### TASK DETAILS
Please answer from the article about Heck Yes! Cake: how many people do the new signature cakes serve?

[Begin GIVEN TEXT]

Sweet tooths of the Kawarthas will be eager to hear that Natalie Raponi is back in the kitchen and ready to say ‘Heck Yes!’ to cake once again.
After taking a hiatus to move her family from Peterborough to Millbrook, Raponi is back to focusing her time on her cake-making business, Heck Yes! Cake, creating extravagant, tall, delicious, signature, and custom cakes for weddings, birthday parties, anniversaries, and all celebrations.
With her two young children now in school, Raponi’s return to work will mark the first time she will be crafting her delicious creations during daytime hours.
“If you’ve ever tried to make anything important in the kitchen with children around, you know that it’s very difficult,” she says, explaining she always created her cakes late in the night when her children were asleep. “I now have the ability to make and decorate a cake in the daylight, which is wonderful. It feels very different to see the sun, but it just means my capacity has changed — and hopefully I have a few less bags under my eyes.”
Prior to launching Heck Yes! Cake, Raponi was a graphic designer and she and her husband Carlo founded the Peterborough Axe Club seven years ago. Equipped with both a creative skillset and entrepreneurial knowledge, she began creating cakes for family members and friends more than 10 years ago.
“I was always the person who would jump at the opportunity to make any kind of dessert for everybody, trying to make it as beautiful as possible and challenging myself to take on new ones,” she says, adding that she just kept saying yes to baking requests before launching Heck Yes! Cake.
Now back from her hiatus, Raponi is launching three signature-style cakes for those who don’t want a full-blown bespoke cake. Never serving anything small, the signature cakes serve 12 to 25 people and offer limited customization, though they are still one-of-a-kind creations.
The Birthstone Series uses a Japanese candy with a soft inside and crunchy exterior to look like crystals “bursting” out of the cake, the Party Bus uses a choice of colour and flavour for a decadent and dramatic look, and The Bloomin’ Betty has locally grown fresh flowers adhered to the cake using a food-safe acrylic pick, creating both a flower bouquet and cake in one.
“All the signature pieces — and all of my cakes really — they’re the centrepiece for the party,” she says. “They’re attention-getting. If you want something over-the-top that people are going to take pictures of, give me a call.”
Raponi is also excited to have more time to offer more in-depth one-on-one consultations to craft bespoke wedding cakes.
“I love the face-to-face personal element of finding out how I can make your dreams come true,” Raponi notes.

[End GIVEN TEXT]
[Begin RECORD LIST]

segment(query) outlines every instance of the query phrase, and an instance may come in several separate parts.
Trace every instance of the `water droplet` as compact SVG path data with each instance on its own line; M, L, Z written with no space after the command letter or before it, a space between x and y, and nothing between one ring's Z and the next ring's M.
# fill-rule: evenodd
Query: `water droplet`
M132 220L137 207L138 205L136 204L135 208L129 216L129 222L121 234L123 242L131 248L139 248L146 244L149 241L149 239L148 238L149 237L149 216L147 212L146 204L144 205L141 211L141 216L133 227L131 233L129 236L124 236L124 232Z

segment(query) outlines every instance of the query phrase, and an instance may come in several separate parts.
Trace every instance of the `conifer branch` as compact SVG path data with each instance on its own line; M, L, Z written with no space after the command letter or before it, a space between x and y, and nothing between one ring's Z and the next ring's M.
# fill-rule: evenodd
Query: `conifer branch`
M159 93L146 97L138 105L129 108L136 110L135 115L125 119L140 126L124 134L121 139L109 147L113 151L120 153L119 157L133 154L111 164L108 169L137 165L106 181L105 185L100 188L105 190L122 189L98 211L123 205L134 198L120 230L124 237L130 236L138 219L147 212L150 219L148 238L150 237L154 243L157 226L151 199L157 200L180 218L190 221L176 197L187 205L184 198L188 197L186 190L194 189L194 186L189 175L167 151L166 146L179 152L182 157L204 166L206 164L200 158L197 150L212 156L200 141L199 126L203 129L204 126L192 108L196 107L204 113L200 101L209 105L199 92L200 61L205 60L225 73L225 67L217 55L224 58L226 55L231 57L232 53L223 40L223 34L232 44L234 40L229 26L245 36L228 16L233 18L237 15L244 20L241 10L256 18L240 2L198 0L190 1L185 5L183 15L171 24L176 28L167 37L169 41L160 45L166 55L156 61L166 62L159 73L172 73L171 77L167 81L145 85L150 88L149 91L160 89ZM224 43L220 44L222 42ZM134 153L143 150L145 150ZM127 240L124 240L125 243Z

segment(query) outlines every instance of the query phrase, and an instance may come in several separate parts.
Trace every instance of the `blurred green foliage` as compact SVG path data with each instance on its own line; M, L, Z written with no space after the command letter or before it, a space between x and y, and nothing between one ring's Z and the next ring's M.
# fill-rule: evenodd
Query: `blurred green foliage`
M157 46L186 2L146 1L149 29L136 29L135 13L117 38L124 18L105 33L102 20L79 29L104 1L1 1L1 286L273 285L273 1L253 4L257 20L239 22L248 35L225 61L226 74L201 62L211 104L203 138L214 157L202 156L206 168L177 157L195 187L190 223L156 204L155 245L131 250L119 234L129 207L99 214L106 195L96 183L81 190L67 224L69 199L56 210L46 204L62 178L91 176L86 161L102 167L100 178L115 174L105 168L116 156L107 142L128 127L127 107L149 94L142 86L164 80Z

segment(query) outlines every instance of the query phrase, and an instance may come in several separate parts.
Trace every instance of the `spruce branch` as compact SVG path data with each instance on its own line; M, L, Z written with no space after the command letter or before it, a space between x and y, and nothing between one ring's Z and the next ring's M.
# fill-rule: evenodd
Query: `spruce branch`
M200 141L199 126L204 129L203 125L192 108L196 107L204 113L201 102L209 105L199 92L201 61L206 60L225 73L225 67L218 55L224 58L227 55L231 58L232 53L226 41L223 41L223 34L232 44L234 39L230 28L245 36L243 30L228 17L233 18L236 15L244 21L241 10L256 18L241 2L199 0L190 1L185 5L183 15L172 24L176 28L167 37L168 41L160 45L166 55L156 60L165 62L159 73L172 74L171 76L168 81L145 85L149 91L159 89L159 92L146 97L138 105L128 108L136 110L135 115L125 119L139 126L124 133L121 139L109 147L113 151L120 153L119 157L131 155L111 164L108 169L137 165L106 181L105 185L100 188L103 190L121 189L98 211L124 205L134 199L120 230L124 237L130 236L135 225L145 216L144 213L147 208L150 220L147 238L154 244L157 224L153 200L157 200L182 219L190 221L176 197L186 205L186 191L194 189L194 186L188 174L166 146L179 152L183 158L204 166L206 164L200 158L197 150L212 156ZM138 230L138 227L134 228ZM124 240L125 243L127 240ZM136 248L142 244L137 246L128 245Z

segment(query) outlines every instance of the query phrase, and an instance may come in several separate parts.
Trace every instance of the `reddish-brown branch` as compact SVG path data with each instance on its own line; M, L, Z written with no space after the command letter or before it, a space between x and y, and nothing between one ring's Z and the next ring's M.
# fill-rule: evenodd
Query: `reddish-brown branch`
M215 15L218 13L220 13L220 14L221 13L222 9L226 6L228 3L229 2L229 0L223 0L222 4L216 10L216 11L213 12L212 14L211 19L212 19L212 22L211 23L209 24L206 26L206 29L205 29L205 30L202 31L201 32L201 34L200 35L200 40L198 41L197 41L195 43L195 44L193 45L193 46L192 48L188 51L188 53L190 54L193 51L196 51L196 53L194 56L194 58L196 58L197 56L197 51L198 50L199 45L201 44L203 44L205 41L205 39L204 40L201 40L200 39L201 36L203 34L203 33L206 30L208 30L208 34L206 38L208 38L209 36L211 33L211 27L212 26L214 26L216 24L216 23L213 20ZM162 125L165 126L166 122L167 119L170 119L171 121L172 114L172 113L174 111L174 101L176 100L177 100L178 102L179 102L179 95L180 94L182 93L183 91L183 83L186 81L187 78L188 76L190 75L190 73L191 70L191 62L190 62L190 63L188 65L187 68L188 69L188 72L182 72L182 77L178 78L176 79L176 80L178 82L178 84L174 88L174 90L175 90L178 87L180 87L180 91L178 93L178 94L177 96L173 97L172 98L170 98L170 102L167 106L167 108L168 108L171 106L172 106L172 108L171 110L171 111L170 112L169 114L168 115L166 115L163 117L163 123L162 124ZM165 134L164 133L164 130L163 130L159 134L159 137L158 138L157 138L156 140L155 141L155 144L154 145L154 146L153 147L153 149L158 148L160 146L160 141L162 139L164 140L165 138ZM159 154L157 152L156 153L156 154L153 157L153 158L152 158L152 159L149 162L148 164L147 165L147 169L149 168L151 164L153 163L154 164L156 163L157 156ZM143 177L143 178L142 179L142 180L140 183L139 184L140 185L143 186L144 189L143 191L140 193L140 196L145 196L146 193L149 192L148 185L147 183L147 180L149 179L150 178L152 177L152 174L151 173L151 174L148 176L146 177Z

[End RECORD LIST]

### FINISHED TASK
They serve 12 to 25 people.